Tareas pendientes ->
1. Enumera todos los lugares geográficos que se nombran en el fragmento sobre el disco Ok Computer.
2. Retoma el fragmento sobre el disco Ok Computer a partir de su última oración y prosigue el relato.
── Fragmento
Me pongo los audífonos del walkman y me acuesto sobre el césped. Es un día despejado, tengo diecisiete años y suena el disco Ok Computer de Radiohead. La cabeza me da vueltas, no tengo palabras para la experiencia de escuchar atentamente esa música que retumba en mi pecho. La voz aguda de Yorke diciendo cosas que no entiendo amplifica la belleza de todo lo que toca. Me habré enamorado por primera vez y para siempre. Desde esa mañana su voz me acompañará en cada uno de los días importantes de mi vida, desde el reniego y la melancolía, hasta escribir la tesis de la licenciatura, hasta viajar por el camino culebrero que va de Pujilí hasta Zumbahua, sintiendo que llegas a las nubes atravesando los Andes, hasta esas silenciosas mañanas en las que mis dos hijos fueron bebés y reposaban ligeros en un colchoncito de estrellas tomando los primeros rayos de sol de sus vidas.
────
── Datos registrados
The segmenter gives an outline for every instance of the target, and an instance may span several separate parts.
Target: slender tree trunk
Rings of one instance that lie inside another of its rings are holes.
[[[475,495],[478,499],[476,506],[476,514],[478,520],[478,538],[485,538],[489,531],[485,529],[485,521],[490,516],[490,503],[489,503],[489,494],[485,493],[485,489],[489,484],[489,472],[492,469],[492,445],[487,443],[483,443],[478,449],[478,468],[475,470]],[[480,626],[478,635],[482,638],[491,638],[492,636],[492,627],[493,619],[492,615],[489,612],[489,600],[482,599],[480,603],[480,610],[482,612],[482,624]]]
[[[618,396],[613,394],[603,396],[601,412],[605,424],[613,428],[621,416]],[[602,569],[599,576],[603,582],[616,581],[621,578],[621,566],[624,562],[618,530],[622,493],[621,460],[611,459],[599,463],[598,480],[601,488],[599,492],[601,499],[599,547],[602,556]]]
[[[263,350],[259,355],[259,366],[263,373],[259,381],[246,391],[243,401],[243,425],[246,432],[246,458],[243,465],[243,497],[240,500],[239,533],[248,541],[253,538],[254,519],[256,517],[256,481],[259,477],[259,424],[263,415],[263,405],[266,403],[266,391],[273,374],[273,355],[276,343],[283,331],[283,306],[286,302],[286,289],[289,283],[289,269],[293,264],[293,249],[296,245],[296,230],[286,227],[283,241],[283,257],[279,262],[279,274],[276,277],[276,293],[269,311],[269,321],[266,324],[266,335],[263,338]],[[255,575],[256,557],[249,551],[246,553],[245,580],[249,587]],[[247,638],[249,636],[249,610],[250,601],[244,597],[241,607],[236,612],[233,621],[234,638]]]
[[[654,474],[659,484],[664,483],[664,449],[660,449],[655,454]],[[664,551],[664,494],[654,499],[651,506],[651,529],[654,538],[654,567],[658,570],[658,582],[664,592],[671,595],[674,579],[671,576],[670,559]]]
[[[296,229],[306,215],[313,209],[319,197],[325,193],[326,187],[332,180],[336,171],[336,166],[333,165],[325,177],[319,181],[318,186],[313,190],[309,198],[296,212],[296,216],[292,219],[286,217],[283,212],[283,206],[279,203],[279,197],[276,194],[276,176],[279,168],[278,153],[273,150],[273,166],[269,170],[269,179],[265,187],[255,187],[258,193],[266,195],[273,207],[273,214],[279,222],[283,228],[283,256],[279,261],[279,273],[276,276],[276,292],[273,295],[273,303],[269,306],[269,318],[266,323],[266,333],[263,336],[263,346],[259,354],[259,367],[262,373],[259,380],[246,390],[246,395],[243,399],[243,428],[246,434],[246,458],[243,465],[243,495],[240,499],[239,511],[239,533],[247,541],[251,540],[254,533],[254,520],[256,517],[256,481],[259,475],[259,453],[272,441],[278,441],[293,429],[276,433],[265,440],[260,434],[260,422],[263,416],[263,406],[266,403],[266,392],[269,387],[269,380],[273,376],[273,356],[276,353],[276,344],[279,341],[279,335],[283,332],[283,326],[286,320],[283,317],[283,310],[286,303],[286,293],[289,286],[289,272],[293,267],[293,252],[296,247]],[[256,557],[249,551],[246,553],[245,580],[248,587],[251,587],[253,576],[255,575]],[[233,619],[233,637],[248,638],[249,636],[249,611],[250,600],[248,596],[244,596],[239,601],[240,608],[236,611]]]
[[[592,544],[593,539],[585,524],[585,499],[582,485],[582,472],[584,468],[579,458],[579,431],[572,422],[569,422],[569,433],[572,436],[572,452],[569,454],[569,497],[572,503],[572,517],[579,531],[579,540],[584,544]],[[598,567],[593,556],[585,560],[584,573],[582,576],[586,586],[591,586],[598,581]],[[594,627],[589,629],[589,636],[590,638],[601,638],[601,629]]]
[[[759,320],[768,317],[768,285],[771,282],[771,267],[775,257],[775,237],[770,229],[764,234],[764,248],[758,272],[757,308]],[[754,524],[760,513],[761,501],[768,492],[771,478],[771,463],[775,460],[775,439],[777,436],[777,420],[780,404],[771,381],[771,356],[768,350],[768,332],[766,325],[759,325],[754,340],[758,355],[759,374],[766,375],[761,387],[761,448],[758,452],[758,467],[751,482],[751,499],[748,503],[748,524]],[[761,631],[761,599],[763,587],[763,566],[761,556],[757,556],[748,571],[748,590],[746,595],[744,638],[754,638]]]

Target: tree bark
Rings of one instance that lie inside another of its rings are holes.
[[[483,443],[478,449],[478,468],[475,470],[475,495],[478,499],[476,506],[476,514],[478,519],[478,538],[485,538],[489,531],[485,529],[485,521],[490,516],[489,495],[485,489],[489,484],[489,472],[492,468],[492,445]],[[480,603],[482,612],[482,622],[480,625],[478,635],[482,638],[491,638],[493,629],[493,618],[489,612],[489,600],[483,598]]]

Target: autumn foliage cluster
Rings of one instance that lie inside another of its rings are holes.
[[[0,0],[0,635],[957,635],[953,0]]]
────
Respuestas numeradas ->
1. Pujilí, Zumbahua y los Andes.

2.
Tengo veinticinco años, viajo a Alemania. Estoy perdida y confundida la mayor parte del tiempo, hasta que el grupo con el que viajo me invita a unirme a una excursión a Rostock, una pequeña ciudad a las orillas del mar Báltico donde se reunirá el G8 y nosotros viajaremos para ser parte de las manifestaciones en contra del poder. Viajamos en tren entre miles de personas, mientras se oyen las noticias sobre cómo desde el otro lado de Alemania viajan los grupos de neonazis, y la policía trata de contener a ambos grupos para que no se encuentren. Vivo esta experiencia casi desdoblada, arrastrada por una multitud eufórica; veo la alegría de las protestas, la música, los globos en el aire, el colorido y las pancartas en un extremo, y la violencia en el otro; jóvenes encapuchados arrancan adoquines y se los avientan a los policías que como única defensa los filman. Yo observo. Perdemos el tren y terminamos durmiendo en el suelo del sótano de un alemán que simpatiza con los latinos.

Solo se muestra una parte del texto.